RECORDS PROVIDED ->
--- START ---

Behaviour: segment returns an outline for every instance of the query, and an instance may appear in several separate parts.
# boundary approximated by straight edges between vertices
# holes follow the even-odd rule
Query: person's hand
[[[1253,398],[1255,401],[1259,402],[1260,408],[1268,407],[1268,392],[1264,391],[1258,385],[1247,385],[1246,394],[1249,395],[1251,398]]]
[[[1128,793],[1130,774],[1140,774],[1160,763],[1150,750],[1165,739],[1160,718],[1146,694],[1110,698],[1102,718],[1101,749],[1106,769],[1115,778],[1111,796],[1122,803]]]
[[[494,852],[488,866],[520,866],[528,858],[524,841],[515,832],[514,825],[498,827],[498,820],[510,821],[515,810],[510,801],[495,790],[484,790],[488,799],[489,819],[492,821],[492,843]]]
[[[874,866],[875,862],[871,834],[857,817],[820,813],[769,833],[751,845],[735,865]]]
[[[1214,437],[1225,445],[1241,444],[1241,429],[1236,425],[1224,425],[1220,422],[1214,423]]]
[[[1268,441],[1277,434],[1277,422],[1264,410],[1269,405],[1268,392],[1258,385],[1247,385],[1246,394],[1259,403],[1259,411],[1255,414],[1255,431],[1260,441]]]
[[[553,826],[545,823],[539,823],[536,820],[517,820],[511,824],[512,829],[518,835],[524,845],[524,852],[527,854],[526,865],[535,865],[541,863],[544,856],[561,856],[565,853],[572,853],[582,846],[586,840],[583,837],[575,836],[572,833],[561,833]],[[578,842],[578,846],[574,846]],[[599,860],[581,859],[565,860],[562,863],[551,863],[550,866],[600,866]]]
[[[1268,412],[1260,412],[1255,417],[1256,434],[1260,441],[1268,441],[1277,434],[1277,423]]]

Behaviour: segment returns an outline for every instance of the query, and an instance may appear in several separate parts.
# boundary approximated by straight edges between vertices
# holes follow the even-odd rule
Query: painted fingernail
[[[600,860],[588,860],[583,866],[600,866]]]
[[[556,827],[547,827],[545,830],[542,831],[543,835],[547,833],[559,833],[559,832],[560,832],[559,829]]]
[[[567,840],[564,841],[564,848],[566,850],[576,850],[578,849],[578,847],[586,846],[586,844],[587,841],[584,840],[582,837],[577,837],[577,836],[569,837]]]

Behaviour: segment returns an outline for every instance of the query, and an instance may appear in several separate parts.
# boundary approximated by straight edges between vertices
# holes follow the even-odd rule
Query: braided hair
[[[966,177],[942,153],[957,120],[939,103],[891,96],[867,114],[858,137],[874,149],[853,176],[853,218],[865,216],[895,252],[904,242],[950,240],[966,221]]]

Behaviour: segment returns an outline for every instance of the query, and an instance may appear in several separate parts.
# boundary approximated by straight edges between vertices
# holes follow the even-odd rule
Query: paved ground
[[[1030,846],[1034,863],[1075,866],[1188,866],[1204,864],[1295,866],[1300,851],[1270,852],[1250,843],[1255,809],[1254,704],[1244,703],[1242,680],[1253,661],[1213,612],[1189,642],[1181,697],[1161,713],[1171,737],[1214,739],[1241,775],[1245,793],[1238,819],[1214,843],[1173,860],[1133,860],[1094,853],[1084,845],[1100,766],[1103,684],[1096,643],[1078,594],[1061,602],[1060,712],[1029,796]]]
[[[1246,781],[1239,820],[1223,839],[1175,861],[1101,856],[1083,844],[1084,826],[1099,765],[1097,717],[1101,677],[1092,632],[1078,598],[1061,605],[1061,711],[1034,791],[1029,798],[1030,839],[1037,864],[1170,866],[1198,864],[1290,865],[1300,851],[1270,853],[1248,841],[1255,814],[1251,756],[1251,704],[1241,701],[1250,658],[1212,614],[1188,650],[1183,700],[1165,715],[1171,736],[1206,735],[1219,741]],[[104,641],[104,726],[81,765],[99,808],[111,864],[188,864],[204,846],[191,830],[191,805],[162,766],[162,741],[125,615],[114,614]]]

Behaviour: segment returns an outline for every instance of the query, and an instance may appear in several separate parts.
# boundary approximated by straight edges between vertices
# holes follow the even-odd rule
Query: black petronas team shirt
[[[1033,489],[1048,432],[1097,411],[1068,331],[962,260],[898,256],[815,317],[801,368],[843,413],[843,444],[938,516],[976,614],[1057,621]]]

--- END ---

WORK ORDER ->
Copy all data exactly, start to finish.

PROBLEM SOLUTION ->
Behaviour: segment returns an outline for every instance of the query, and an instance may appear in several separate parts.
# boundary approximated by straight edges between vertices
# holes follow the even-odd rule
Query: person's hand
[[[1253,398],[1255,401],[1259,402],[1260,408],[1268,407],[1268,392],[1264,391],[1258,385],[1247,385],[1246,394],[1249,395],[1251,398]]]
[[[1128,793],[1130,774],[1140,774],[1160,763],[1150,750],[1165,739],[1160,718],[1146,694],[1110,698],[1102,718],[1101,749],[1106,769],[1115,778],[1111,796],[1122,803]]]
[[[494,852],[488,866],[520,866],[528,858],[524,841],[515,832],[514,825],[498,827],[498,820],[510,821],[515,810],[510,801],[495,790],[484,790],[488,799],[489,819],[492,821],[492,843]]]
[[[874,866],[875,862],[871,834],[857,817],[820,813],[769,833],[751,845],[735,865]]]
[[[1214,437],[1225,445],[1241,444],[1241,429],[1236,425],[1224,425],[1220,422],[1214,423]]]
[[[1268,441],[1277,434],[1277,422],[1264,410],[1269,405],[1268,392],[1258,385],[1247,385],[1246,394],[1259,403],[1259,411],[1255,414],[1255,431],[1260,441]]]
[[[553,826],[545,823],[539,823],[536,820],[517,820],[511,824],[512,829],[518,835],[524,845],[524,852],[527,854],[526,865],[535,865],[541,863],[544,856],[561,856],[565,853],[572,853],[582,846],[586,840],[583,837],[575,836],[572,833],[561,833]],[[578,842],[578,846],[574,846]],[[599,860],[581,859],[565,860],[562,863],[551,863],[550,866],[600,866]]]
[[[1268,412],[1260,412],[1255,417],[1256,434],[1260,441],[1268,441],[1277,434],[1277,423]]]

Behaviour: segment returns an outline for every instance of the query, and an instance may appear in several separate parts.
# boundary approximated by straight edges between vertices
# holes follow the even-odd rule
Query: painted fingernail
[[[600,860],[588,860],[583,866],[600,866]]]
[[[556,827],[547,827],[545,830],[542,831],[543,835],[547,833],[559,833],[559,832],[560,832],[559,829]]]
[[[567,840],[564,841],[564,848],[566,850],[576,850],[578,849],[578,847],[586,846],[586,844],[587,841],[584,840],[582,837],[577,837],[577,836],[569,837]]]

Behaviour: segment returns an outline for every instance of the query, and an instance may appear in several separate parts.
# boundary approximated by straight edges between vertices
# holes follow the even-odd rule
Query: braided hair
[[[966,177],[942,153],[957,120],[939,103],[891,96],[867,114],[858,137],[874,149],[853,176],[853,218],[865,216],[895,252],[904,242],[950,240],[966,221]]]

Behaviour: segment returns an outline for every instance of the query, and an instance may appear in several separate parts.
# boundary approximated by straight edges between vertices
# holes follow the even-odd rule
Query: paved ground
[[[1030,846],[1034,863],[1075,866],[1188,866],[1204,864],[1295,866],[1300,851],[1270,852],[1250,843],[1255,809],[1254,704],[1244,703],[1242,680],[1253,661],[1213,612],[1189,642],[1181,697],[1161,713],[1171,737],[1214,739],[1241,775],[1245,793],[1238,819],[1214,843],[1173,860],[1133,860],[1094,853],[1084,845],[1100,766],[1103,684],[1096,643],[1078,594],[1061,602],[1060,712],[1029,796]]]
[[[1246,781],[1239,820],[1223,839],[1175,861],[1101,856],[1083,844],[1084,826],[1099,765],[1097,717],[1101,677],[1092,632],[1078,598],[1061,605],[1061,711],[1034,791],[1029,798],[1030,839],[1037,864],[1170,866],[1198,864],[1290,865],[1300,851],[1270,853],[1248,841],[1255,814],[1251,756],[1251,704],[1241,701],[1250,658],[1212,614],[1188,650],[1183,700],[1165,715],[1171,736],[1206,735],[1219,741]],[[104,641],[104,726],[81,765],[99,808],[111,864],[188,864],[204,846],[191,830],[191,805],[162,766],[162,741],[125,615],[114,614]]]

Behaviour: segment returns an outline for every instance of the query, and an instance may appear in several separate parts.
# boundary approximated by straight edges between vertices
# holes follow the even-odd rule
Query: black petronas team shirt
[[[1033,489],[1048,432],[1097,411],[1068,331],[962,260],[898,256],[815,317],[801,368],[843,413],[843,444],[938,516],[976,614],[1057,621]]]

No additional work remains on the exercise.